Problem description. After going through the data, give the number of lines that contain the word "below" as your sole answer.

(Stored data entries)

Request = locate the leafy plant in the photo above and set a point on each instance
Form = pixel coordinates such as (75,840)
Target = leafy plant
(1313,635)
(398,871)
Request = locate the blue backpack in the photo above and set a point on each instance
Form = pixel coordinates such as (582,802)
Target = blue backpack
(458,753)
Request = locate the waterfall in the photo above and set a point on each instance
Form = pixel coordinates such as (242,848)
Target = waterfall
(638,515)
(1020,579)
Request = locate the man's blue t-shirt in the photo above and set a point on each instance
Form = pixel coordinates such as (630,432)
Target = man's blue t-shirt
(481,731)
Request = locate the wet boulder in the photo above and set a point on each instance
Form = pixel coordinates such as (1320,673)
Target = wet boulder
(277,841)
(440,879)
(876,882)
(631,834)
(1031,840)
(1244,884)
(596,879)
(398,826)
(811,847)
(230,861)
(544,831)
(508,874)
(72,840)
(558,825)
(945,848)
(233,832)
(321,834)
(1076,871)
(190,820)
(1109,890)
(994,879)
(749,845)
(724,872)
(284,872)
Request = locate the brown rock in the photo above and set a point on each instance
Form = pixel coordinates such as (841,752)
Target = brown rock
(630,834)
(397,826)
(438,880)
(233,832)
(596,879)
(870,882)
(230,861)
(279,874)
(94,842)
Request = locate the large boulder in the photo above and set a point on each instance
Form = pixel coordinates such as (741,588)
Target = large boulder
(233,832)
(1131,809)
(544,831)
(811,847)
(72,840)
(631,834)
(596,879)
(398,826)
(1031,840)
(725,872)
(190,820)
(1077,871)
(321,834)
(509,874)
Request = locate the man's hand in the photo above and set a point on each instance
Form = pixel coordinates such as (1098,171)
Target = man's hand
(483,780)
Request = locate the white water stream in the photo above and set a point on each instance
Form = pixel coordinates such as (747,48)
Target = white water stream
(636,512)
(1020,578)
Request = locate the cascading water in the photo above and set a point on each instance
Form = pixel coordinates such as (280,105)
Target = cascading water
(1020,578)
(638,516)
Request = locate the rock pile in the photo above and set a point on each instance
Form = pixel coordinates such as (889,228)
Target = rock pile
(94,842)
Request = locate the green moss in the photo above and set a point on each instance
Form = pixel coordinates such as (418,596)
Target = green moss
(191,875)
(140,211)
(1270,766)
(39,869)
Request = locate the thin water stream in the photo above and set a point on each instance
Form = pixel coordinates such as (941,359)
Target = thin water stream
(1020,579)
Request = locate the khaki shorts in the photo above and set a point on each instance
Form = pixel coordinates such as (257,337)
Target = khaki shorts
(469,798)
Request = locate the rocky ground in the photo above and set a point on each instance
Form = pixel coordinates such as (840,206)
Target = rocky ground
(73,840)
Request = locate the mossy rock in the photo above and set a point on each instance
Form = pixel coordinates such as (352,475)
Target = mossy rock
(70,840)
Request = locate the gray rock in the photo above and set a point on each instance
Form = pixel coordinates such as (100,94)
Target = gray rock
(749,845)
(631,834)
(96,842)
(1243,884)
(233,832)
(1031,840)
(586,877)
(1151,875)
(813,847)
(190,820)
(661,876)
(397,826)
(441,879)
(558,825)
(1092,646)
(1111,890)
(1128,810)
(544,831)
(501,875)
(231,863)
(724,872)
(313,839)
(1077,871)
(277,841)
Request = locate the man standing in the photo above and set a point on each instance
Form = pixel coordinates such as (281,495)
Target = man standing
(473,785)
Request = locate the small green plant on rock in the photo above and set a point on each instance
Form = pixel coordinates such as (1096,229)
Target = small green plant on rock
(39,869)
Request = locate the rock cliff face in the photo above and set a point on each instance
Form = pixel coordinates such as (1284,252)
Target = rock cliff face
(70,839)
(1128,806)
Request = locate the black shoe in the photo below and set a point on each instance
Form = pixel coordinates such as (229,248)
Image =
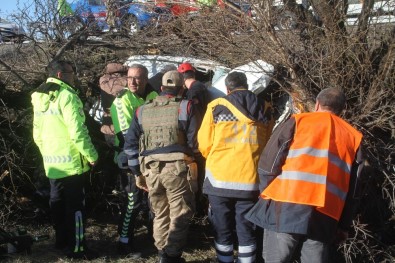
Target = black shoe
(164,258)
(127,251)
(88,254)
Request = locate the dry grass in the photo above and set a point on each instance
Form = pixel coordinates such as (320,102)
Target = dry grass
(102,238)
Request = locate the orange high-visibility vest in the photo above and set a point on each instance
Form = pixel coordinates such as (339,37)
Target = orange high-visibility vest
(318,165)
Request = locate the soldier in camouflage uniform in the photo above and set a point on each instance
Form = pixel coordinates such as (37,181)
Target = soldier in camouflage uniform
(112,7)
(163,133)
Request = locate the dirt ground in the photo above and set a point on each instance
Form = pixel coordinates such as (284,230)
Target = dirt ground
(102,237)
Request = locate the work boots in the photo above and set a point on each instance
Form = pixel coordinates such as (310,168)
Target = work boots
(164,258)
...
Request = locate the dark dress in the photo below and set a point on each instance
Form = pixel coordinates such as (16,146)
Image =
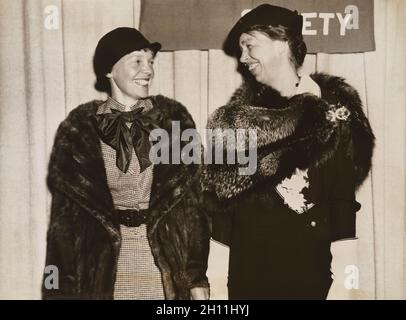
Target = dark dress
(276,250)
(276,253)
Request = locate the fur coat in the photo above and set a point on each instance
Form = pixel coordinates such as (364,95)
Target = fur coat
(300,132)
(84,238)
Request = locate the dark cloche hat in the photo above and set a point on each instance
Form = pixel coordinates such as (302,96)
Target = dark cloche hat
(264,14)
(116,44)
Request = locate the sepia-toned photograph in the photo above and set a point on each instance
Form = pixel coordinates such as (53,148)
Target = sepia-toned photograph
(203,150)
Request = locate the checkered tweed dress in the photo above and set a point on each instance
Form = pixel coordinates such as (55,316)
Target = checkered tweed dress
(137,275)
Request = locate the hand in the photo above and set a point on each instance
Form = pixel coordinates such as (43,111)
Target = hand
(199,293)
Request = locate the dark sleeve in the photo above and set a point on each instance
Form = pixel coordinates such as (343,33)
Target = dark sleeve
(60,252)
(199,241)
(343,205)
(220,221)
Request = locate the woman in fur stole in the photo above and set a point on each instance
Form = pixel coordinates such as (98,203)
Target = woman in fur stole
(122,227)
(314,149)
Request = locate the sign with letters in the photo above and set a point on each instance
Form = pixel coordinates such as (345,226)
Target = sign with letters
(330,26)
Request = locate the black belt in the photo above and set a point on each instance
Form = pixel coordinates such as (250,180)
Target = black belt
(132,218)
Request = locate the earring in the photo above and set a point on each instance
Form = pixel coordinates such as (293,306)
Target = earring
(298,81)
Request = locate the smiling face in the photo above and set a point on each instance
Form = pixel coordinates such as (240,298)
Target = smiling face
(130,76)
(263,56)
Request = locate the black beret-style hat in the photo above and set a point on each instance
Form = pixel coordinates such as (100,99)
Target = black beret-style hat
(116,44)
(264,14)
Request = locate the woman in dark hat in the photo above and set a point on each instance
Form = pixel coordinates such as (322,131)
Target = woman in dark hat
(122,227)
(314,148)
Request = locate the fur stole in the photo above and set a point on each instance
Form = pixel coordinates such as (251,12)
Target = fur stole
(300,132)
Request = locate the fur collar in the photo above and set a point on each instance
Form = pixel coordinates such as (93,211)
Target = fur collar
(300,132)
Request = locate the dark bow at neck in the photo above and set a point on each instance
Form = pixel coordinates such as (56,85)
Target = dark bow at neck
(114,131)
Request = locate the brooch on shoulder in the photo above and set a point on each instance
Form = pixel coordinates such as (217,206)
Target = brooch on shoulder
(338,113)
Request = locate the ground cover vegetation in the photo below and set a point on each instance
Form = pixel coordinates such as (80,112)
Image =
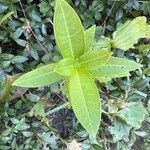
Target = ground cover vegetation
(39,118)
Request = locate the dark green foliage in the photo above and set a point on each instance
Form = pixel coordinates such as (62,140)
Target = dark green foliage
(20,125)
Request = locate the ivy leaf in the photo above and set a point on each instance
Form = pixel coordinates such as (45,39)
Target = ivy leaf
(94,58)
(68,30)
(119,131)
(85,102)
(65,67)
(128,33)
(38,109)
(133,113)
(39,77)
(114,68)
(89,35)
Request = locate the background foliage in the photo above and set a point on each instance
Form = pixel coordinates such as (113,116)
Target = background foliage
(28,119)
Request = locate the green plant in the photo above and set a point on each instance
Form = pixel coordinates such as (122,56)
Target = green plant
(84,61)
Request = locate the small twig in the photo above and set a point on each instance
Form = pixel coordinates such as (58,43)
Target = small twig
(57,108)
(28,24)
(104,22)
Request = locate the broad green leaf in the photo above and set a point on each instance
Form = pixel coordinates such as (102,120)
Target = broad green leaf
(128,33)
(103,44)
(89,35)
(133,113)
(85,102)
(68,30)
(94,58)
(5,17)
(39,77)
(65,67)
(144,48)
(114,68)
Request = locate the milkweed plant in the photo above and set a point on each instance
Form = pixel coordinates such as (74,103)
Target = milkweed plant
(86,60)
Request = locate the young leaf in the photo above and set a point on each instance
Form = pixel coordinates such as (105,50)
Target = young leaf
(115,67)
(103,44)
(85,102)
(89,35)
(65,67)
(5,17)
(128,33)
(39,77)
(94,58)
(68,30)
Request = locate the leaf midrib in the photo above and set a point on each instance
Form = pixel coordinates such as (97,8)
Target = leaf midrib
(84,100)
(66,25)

Expected answer. 3